▸ **Exercise aim**
An exact copy of every record is needed.

──────────

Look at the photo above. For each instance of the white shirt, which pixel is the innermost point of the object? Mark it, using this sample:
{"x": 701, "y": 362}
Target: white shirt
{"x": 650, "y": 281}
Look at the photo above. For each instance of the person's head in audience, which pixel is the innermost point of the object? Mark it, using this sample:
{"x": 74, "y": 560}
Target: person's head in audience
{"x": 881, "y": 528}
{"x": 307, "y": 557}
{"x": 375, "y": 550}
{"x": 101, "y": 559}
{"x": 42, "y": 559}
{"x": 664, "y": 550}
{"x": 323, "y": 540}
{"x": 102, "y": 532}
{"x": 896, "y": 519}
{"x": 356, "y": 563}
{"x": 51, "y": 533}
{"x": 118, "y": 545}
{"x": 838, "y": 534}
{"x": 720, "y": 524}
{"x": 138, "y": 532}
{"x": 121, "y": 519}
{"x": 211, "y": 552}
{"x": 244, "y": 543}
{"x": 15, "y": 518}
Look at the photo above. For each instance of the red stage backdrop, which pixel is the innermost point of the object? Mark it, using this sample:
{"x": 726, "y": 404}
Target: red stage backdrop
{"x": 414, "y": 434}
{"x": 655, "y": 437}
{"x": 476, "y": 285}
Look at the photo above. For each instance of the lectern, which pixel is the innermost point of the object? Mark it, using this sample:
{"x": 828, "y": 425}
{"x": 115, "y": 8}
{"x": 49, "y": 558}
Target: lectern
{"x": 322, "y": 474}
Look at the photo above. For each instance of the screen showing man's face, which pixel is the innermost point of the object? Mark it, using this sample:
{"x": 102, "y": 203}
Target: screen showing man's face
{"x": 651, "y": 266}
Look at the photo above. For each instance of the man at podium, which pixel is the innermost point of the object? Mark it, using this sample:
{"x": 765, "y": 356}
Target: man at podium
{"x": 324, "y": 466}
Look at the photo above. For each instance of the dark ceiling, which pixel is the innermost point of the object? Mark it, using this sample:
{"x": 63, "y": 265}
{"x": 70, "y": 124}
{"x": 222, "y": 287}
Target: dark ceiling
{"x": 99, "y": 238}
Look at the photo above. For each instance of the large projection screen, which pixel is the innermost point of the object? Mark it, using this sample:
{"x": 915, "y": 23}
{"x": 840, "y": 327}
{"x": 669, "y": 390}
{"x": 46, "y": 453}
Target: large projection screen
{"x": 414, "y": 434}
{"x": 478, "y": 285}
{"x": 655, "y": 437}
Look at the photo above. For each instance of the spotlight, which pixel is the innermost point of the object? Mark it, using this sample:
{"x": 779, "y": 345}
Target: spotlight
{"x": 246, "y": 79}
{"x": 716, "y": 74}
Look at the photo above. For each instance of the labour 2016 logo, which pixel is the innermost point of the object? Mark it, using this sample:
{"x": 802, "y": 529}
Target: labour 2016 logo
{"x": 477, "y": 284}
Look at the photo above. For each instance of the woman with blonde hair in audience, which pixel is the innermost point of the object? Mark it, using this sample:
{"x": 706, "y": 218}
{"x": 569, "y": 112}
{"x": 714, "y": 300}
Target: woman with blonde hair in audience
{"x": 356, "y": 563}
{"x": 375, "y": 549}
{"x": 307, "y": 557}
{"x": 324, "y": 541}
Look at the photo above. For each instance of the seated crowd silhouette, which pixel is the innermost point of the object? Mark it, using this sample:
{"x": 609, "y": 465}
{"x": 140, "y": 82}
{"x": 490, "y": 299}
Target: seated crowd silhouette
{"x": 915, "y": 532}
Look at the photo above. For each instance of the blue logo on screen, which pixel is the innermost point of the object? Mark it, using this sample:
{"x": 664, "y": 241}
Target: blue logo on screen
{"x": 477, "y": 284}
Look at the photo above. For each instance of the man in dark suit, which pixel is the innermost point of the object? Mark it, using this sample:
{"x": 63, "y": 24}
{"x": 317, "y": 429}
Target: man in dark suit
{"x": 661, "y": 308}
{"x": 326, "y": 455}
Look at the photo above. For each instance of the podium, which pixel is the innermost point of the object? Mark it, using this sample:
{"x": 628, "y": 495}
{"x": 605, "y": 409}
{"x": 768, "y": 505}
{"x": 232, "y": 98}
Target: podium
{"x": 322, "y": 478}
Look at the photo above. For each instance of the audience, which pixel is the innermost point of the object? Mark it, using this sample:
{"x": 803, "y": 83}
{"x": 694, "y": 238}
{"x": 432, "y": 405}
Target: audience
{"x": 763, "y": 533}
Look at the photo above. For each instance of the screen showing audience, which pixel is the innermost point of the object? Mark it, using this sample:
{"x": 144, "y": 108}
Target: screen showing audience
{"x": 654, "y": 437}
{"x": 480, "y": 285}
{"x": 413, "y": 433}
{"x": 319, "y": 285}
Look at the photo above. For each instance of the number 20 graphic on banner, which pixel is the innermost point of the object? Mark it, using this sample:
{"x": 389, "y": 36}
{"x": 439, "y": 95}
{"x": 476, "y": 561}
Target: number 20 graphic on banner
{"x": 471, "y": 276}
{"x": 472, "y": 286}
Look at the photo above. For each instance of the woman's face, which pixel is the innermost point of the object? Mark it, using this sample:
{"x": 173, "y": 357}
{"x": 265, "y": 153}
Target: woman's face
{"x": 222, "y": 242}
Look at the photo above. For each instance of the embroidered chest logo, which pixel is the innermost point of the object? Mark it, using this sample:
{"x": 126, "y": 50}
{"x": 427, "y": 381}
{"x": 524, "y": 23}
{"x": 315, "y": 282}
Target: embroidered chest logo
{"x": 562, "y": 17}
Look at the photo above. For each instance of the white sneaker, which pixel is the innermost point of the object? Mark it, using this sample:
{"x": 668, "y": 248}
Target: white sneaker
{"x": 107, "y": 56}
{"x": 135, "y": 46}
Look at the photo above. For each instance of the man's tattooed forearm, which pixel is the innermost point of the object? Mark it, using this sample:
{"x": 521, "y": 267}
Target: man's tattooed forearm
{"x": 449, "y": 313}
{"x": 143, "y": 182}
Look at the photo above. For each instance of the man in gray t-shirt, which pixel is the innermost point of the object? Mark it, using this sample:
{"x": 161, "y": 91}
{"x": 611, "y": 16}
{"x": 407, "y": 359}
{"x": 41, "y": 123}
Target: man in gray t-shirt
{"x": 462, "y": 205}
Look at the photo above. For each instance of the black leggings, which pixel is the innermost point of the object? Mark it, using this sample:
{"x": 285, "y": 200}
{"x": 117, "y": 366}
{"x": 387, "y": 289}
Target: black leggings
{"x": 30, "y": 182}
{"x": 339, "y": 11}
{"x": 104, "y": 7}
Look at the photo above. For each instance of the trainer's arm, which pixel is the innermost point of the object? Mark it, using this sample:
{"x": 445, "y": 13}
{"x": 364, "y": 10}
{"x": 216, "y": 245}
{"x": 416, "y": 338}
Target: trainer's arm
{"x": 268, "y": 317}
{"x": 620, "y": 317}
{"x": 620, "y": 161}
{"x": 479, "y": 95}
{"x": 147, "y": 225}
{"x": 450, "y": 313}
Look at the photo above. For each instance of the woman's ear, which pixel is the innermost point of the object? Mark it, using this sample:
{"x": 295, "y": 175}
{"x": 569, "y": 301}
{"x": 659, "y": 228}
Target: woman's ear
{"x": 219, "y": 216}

──────────

▸ **Output of the exercise**
Look at the photo above. For each instance of the white shirt, which pixel is the innermost point of the object? Mark it, using this sample:
{"x": 701, "y": 362}
Target: white shirt
{"x": 650, "y": 281}
Look at the photo above. For each instance of the person's head in audience, which pixel is the innermost point of the object? Mark it, using this sample:
{"x": 74, "y": 560}
Target: person's head in audience
{"x": 881, "y": 528}
{"x": 307, "y": 557}
{"x": 375, "y": 550}
{"x": 101, "y": 559}
{"x": 42, "y": 559}
{"x": 664, "y": 550}
{"x": 323, "y": 540}
{"x": 102, "y": 532}
{"x": 896, "y": 519}
{"x": 356, "y": 563}
{"x": 51, "y": 533}
{"x": 118, "y": 545}
{"x": 838, "y": 534}
{"x": 720, "y": 524}
{"x": 138, "y": 532}
{"x": 121, "y": 519}
{"x": 211, "y": 552}
{"x": 244, "y": 543}
{"x": 15, "y": 518}
Look at the photo above. For each instance of the red stage backdrop, which pixel is the innermost point of the object? Mark it, using this sample:
{"x": 726, "y": 404}
Target: red stage backdrop
{"x": 414, "y": 434}
{"x": 655, "y": 437}
{"x": 476, "y": 285}
Look at the photo above. For each instance of the lectern, which pixel is the innermost point of the object? Mark it, using this sample:
{"x": 828, "y": 425}
{"x": 115, "y": 8}
{"x": 49, "y": 558}
Target: lectern
{"x": 322, "y": 474}
Look at the photo above. For each instance of the screen showing man's face, which pixel is the innermost point of the object? Mark it, using this sample:
{"x": 102, "y": 203}
Target: screen showing man's face
{"x": 651, "y": 266}
Look at the photo above. For each instance of the man at podium, which pixel is the innermost point of the object? Mark it, using this sample:
{"x": 765, "y": 356}
Target: man at podium
{"x": 324, "y": 466}
Look at the photo above. For each instance of the dark ceiling, which pixel is the innermost point of the object? Mark it, using this sample:
{"x": 63, "y": 265}
{"x": 70, "y": 124}
{"x": 222, "y": 287}
Target: dark ceiling
{"x": 99, "y": 238}
Look at the photo above. For each instance of the large projection screen, which pixel is the innermost point of the object? Mark it, using this sample:
{"x": 915, "y": 23}
{"x": 840, "y": 327}
{"x": 669, "y": 390}
{"x": 46, "y": 453}
Target: large projection screen
{"x": 414, "y": 434}
{"x": 478, "y": 285}
{"x": 655, "y": 437}
Look at the photo above. For each instance of the spotlight, which pixel is the innermost point of the object? Mark it, using this sample:
{"x": 779, "y": 345}
Target: spotlight
{"x": 246, "y": 79}
{"x": 716, "y": 74}
Look at the photo above. For each instance of the labour 2016 logo, which pixel is the innermost point of the object? Mark it, using this sample:
{"x": 802, "y": 529}
Target: labour 2016 logo
{"x": 477, "y": 284}
Look at the photo above. For each instance of the woman with blonde hair in audience, which pixel is the innermost point of the object? Mark it, using this sample:
{"x": 706, "y": 218}
{"x": 569, "y": 112}
{"x": 714, "y": 300}
Target: woman with blonde hair in audience
{"x": 356, "y": 563}
{"x": 375, "y": 549}
{"x": 307, "y": 557}
{"x": 324, "y": 541}
Look at the photo above. For each instance of the seated crowd silhouette, which pixel is the innermost point of the object? Mark it, using this sample:
{"x": 609, "y": 465}
{"x": 140, "y": 82}
{"x": 490, "y": 299}
Target: seated crowd silhouette
{"x": 915, "y": 532}
Look at the photo above. For each instance of the blue logo on screen, which pixel is the innermost point of the object? Mark it, using this sample:
{"x": 664, "y": 241}
Target: blue logo on screen
{"x": 477, "y": 284}
Look at the photo above. For each instance of the man in dark suit, which pixel is the innermost point of the object? Mark it, using this sample:
{"x": 63, "y": 24}
{"x": 317, "y": 429}
Target: man in dark suit
{"x": 661, "y": 308}
{"x": 326, "y": 455}
Look at the photo above. For each instance of the podium, which pixel is the innermost point of the object? Mark it, using this sample:
{"x": 628, "y": 495}
{"x": 605, "y": 409}
{"x": 768, "y": 505}
{"x": 232, "y": 98}
Target: podium
{"x": 322, "y": 478}
Look at the photo above. For each instance of the audience, which pixel is the innermost point of the object? Mark it, using this sample:
{"x": 803, "y": 83}
{"x": 694, "y": 238}
{"x": 432, "y": 405}
Target: audience
{"x": 763, "y": 533}
Look at the photo above. For each instance of the screen showing audience, which pixel is the innermost point of the object? Mark it, using this sample:
{"x": 144, "y": 108}
Target: screen showing audience
{"x": 654, "y": 437}
{"x": 480, "y": 285}
{"x": 413, "y": 433}
{"x": 319, "y": 285}
Look at the photo above. For each instance of the number 20 graphic on banner, which pixel is the innermost point of the object? Mark it, using this sample:
{"x": 389, "y": 36}
{"x": 439, "y": 95}
{"x": 476, "y": 561}
Target: number 20 graphic on banner
{"x": 471, "y": 276}
{"x": 472, "y": 286}
Look at the photo above. For each instance of the woman's face, which pixel is the innermost point of the object? Mark it, using this sample:
{"x": 173, "y": 357}
{"x": 265, "y": 153}
Target: woman's face
{"x": 222, "y": 242}
Look at the photo above. For each instance of the embroidered chest logo, which pixel is the innermost point of the object? Mark it, using this sample:
{"x": 126, "y": 50}
{"x": 427, "y": 381}
{"x": 524, "y": 23}
{"x": 315, "y": 282}
Target: embroidered chest logo
{"x": 562, "y": 17}
Look at the photo above. For each instance of the white sneaker, which pixel is the innermost point of the object? Mark it, using this sample:
{"x": 668, "y": 248}
Target: white sneaker
{"x": 107, "y": 56}
{"x": 135, "y": 46}
Look at the photo above. For each instance of the man's tattooed forearm, which pixel is the innermost point of the object? Mark it, using this sample:
{"x": 521, "y": 267}
Target: man's tattooed forearm
{"x": 449, "y": 313}
{"x": 143, "y": 182}
Look at the photo above. For each instance of the man in gray t-shirt, which pixel is the innermost point of the object? Mark it, using this sample:
{"x": 161, "y": 91}
{"x": 611, "y": 16}
{"x": 407, "y": 359}
{"x": 41, "y": 123}
Target: man in gray t-shirt
{"x": 462, "y": 205}
Look at the photo above. For each instance of the black leggings, which pixel is the innermost point of the object? Mark it, using this sample:
{"x": 285, "y": 200}
{"x": 117, "y": 366}
{"x": 387, "y": 289}
Target: black leggings
{"x": 30, "y": 182}
{"x": 339, "y": 11}
{"x": 104, "y": 7}
Look at the photo above. For each instance of the trainer's arm, which pixel is the innermost point of the object? Mark it, using this sample:
{"x": 445, "y": 13}
{"x": 364, "y": 10}
{"x": 216, "y": 245}
{"x": 416, "y": 338}
Target: trainer's arm
{"x": 268, "y": 317}
{"x": 620, "y": 317}
{"x": 620, "y": 161}
{"x": 479, "y": 95}
{"x": 147, "y": 225}
{"x": 450, "y": 313}
Look at the photo above. For each instance of the woman's ear, which pixel is the innermost point of the object? Mark it, using this sample:
{"x": 295, "y": 175}
{"x": 569, "y": 301}
{"x": 659, "y": 228}
Target: woman's ear
{"x": 219, "y": 216}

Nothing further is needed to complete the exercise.